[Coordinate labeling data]
● ● ●

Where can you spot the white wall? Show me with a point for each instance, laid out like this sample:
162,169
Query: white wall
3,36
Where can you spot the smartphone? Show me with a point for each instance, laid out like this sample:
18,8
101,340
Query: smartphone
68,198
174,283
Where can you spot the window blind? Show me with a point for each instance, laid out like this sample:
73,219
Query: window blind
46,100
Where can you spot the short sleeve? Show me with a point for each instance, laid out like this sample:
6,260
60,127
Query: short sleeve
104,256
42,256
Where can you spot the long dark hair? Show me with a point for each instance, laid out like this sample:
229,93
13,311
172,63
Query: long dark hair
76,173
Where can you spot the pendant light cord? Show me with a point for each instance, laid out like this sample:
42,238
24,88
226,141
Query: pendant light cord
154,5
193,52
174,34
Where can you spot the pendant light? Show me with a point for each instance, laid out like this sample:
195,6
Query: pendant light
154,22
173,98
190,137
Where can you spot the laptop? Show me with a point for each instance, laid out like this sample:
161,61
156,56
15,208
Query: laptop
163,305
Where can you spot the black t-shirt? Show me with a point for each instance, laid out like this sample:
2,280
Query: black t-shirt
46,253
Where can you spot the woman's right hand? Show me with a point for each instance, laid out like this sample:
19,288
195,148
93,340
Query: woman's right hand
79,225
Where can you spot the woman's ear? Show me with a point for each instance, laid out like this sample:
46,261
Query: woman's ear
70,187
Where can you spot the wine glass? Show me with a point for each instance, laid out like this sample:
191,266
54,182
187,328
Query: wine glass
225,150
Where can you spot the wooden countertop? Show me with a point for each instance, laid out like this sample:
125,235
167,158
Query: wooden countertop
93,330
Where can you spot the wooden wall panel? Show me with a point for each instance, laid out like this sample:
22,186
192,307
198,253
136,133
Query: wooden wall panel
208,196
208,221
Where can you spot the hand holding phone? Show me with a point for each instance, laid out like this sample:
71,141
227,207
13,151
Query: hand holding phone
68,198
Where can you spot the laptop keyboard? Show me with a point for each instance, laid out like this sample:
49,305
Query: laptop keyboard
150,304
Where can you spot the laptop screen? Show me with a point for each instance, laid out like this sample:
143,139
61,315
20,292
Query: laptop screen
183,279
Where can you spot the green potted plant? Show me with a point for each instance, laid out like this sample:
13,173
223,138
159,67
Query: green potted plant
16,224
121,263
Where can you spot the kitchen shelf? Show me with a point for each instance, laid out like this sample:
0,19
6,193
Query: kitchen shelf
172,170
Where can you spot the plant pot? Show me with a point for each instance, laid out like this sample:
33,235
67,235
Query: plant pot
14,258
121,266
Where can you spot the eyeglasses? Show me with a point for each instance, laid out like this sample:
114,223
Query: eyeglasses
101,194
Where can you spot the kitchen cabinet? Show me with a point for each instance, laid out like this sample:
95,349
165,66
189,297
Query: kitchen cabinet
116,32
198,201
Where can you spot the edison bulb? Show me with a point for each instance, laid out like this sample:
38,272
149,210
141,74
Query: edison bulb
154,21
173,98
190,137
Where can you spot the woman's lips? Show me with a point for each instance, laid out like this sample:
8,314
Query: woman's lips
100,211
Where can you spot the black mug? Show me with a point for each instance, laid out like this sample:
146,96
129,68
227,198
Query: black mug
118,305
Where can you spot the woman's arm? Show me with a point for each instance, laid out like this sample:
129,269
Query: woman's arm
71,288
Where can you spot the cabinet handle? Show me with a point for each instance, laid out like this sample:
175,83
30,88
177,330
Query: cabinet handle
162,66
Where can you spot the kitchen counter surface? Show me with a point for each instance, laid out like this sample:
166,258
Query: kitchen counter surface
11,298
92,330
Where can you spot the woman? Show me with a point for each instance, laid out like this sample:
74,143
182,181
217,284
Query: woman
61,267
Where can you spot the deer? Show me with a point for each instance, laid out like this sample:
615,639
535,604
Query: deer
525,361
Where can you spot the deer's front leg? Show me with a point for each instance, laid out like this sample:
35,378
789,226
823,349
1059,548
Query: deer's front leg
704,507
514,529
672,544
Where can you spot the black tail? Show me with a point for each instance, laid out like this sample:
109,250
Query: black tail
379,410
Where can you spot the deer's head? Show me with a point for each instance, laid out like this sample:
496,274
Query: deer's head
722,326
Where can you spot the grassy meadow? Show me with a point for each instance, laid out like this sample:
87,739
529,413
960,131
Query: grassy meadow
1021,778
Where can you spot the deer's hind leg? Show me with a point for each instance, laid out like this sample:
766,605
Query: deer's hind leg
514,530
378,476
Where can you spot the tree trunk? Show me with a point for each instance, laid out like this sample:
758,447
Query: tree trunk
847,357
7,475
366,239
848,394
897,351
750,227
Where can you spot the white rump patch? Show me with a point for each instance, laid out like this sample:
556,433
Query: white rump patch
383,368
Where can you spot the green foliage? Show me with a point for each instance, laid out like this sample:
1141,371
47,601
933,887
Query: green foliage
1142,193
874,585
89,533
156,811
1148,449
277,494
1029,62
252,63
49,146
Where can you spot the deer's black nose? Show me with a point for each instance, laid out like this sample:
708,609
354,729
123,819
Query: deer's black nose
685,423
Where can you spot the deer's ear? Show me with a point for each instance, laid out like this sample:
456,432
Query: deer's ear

● ● ●

Repeat only the stretch of lines that opens with the line containing "Where can you spot the white rump" and closes with the final line of the entries, both included, exactly as written.

Where can you spot the white rump patch? Show me with a point for each instance, laid out like this sample:
556,433
Query: white rump patch
383,368
Where can you spot the green foliage? Show me with a point for each instance, laid out like this sample:
1141,371
47,601
933,887
Query: green foliage
1142,193
874,585
89,533
156,811
1148,449
277,494
1029,62
252,63
49,146
Where can you spot the deer's black nose? Show me with a point for each instance, laid out like this sample:
708,609
354,729
123,819
Query: deer's black nose
685,423
Where can you spot the deer's ear? Show me with a point for each instance, laid out like this sample:
456,432
Query: deer's ear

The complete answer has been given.